Source records
* * *
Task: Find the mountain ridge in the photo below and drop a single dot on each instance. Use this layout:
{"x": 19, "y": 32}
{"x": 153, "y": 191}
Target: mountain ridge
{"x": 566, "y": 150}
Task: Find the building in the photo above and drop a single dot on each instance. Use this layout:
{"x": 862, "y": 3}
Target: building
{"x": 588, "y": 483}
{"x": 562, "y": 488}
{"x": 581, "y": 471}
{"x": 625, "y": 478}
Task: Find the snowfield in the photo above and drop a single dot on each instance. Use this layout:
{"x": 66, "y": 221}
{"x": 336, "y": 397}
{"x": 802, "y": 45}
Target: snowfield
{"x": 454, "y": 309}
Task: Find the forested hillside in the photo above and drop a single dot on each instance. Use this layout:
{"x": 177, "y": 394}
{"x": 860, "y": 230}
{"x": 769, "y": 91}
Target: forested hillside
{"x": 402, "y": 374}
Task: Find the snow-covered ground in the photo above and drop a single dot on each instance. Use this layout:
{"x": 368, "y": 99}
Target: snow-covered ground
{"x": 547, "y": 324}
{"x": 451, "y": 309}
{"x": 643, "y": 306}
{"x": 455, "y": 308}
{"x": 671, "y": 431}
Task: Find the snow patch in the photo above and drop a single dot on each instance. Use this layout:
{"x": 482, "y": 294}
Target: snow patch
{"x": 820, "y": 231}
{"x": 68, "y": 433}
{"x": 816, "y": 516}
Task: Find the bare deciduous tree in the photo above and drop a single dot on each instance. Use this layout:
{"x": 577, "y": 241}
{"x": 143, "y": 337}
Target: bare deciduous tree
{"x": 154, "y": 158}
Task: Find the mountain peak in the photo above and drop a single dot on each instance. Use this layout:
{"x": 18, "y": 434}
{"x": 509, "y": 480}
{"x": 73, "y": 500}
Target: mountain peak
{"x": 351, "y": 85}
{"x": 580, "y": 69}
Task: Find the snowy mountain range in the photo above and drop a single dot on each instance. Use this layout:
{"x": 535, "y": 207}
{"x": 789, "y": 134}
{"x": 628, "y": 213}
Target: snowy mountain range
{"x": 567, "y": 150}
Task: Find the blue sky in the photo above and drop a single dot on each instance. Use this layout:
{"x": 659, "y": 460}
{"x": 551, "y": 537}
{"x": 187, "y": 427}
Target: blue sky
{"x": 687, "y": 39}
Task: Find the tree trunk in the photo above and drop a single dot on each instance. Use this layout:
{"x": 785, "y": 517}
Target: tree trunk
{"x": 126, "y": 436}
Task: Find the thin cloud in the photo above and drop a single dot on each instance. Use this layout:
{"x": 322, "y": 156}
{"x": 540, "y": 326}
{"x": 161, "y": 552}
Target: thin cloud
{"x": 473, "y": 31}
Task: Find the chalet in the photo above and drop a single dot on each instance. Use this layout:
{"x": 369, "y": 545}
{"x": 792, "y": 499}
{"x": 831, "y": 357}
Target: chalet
* * *
» PROBLEM:
Read through the entries and count the lines where "chalet" appears; respond with the number only.

» ANSWER FOR THIS EXERCISE:
2